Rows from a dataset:
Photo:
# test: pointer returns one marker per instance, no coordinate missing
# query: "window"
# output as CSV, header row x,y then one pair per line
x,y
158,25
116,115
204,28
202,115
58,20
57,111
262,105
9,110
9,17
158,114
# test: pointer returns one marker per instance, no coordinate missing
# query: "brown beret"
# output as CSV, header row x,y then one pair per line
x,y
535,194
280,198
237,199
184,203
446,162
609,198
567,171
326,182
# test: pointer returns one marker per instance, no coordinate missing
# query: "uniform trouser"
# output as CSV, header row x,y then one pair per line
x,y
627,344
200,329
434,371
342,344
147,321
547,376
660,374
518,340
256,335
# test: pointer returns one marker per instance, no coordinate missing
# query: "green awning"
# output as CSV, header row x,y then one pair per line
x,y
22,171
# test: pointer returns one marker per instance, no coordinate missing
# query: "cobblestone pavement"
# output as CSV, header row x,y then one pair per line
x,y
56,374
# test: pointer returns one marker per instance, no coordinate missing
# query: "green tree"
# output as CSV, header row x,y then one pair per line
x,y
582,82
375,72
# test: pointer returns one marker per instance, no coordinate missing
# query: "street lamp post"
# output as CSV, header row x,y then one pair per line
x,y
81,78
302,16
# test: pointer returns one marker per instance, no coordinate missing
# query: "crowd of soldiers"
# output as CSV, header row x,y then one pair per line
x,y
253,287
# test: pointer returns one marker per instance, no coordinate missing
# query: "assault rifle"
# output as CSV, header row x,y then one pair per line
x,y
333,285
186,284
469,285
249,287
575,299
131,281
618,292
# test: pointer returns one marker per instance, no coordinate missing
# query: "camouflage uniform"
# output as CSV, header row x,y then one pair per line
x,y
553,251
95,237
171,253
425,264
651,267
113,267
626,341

**What is required:**
Output each entry precisely as given.

**Worked solution:**
Photo:
# test: pointer returns one marker per instance, no coordinate missing
# query: "window"
# output as CSV, header row x,y then one pair per line
x,y
158,25
116,115
204,28
202,115
58,20
57,111
262,105
9,110
9,17
158,114
# test: pointer returns one marker per instance, no coordinate missing
# query: "brown beret"
# output as CSV, header row x,y then one pair per line
x,y
535,194
280,198
237,199
184,203
446,162
609,198
567,171
326,182
# test: pointer returns one marker per instance, no coordinate missing
# query: "uniform trouser"
# output as CSV, header row x,y then one pair per line
x,y
627,344
200,329
434,371
342,344
147,321
547,376
660,374
518,340
256,335
# test: pointer returns one marker per instance, no coordinate missing
# query: "green awning"
# output as CSV, header row x,y then one pair per line
x,y
22,171
# test: pointer returns one marker per instance, no coordinate missing
# query: "cobblestone pavement"
# output as CSV, header row x,y then one pair per line
x,y
56,374
# test: pointer returns one marker per instance, no coordinate missing
# query: "green tree"
# output as CSV, header row x,y then one pair per line
x,y
582,82
375,72
# test: pointer returns one marker per instance, no coordinate missing
# query: "street lamp post"
# output as CSV, header row x,y then one pair per line
x,y
81,78
302,16
# test: pointer returns one marker per instance, no coordinate missing
# query: "crowd of soldiers"
# output as CSV, header row x,y then one pair per line
x,y
253,287
# test: pointer returns one marker per instance, no coordinate missing
# query: "assault rifle"
# output as CSV, header row x,y then one pair per line
x,y
333,285
186,284
469,285
249,287
575,299
131,281
618,292
# test: pointer returns one marker per instance, no coordinate missing
# query: "camouflage uniform"
# output as CSV, header row x,y then one pair per line
x,y
553,251
95,237
171,253
425,264
651,267
113,267
626,341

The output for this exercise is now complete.